Excerpts of pointing data
################
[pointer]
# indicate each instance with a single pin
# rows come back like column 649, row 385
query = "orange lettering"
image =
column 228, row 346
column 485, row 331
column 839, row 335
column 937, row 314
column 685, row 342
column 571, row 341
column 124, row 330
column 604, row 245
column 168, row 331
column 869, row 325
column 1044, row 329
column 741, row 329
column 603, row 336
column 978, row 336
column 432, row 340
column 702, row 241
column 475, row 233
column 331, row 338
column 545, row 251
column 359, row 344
################
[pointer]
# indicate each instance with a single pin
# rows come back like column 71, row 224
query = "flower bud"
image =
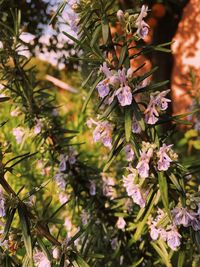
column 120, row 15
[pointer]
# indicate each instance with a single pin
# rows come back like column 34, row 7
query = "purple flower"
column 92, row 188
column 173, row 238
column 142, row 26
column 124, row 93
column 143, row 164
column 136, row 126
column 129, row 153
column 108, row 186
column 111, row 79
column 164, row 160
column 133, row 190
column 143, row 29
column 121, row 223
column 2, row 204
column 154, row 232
################
Collect every line of the records that contains the string "like", treating uppercase and lowercase as different.

# rows come back like column 649, row 385
# rows come back like column 71, row 224
# rows come back like column 34, row 7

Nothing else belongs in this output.